DIRECTION 1: In the forum post on heating vivarium stacks, how much did the poster spend on wood?
--
# Question on heating vivarium stacks



## Seraphashes (Sep 28, 2010)

Hello everyone,

Just after some advice on the best way to heat a stack of vivariums. I recently acquired an old wooden shelving unit for free from the department store that I work in that was going to be thrown away, and have since converted it into a stack of vivariums:










My question is what would people recommend as the best way to heat each one? My plan is to use the bottom two vivs for my rats, and then purchase some more snakes for the top three levels. The whole unit is four foot wide and six foot tall, and the ceiling of one vivarium is the floor for the next one up. My initial plan was to keep it in the garage as it is too big to fit in any room in the house without looking obtrusive, but I'm now considering just how easy it will be to keep suitable reptile temperatures in such conditions. The stack isn't finished yet, I still have to get hold of some runners and fix the perspex fronts in, but considering I got this unit for free and have only spent about £35 on wood and £15 on other bits and pieces, I'm pretty happy with the outcome so far!
--
DIRECTION 2: Please write out the records as a numbered list without blank lines, beginning with the first line of the records and stopping after the line that contains "[[368, 108]]".

DATA EXCERPTS:
--
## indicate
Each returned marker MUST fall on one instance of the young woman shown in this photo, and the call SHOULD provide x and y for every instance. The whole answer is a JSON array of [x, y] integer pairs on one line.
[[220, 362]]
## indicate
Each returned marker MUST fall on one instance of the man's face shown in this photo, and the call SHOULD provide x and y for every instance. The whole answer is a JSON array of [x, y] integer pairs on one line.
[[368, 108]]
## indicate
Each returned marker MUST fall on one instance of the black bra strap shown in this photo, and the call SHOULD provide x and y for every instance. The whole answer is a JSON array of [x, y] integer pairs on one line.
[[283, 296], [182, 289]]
--
COMPLETE ANSWER 1: About £35.

COMPLETE ANSWER 2:
1. ## indicate
2. Each returned marker MUST fall on one instance of the young woman shown in this photo, and the call SHOULD provide x and y for every instance. The whole answer is a JSON array of [x, y] integer pairs on one line.
3. [[220, 362]]
4. ## indicate
5. Each returned marker MUST fall on one instance of the man's face shown in this photo, and the call SHOULD provide x and y for every instance. The whole answer is a JSON array of [x, y] integer pairs on one line.
6. [[368, 108]]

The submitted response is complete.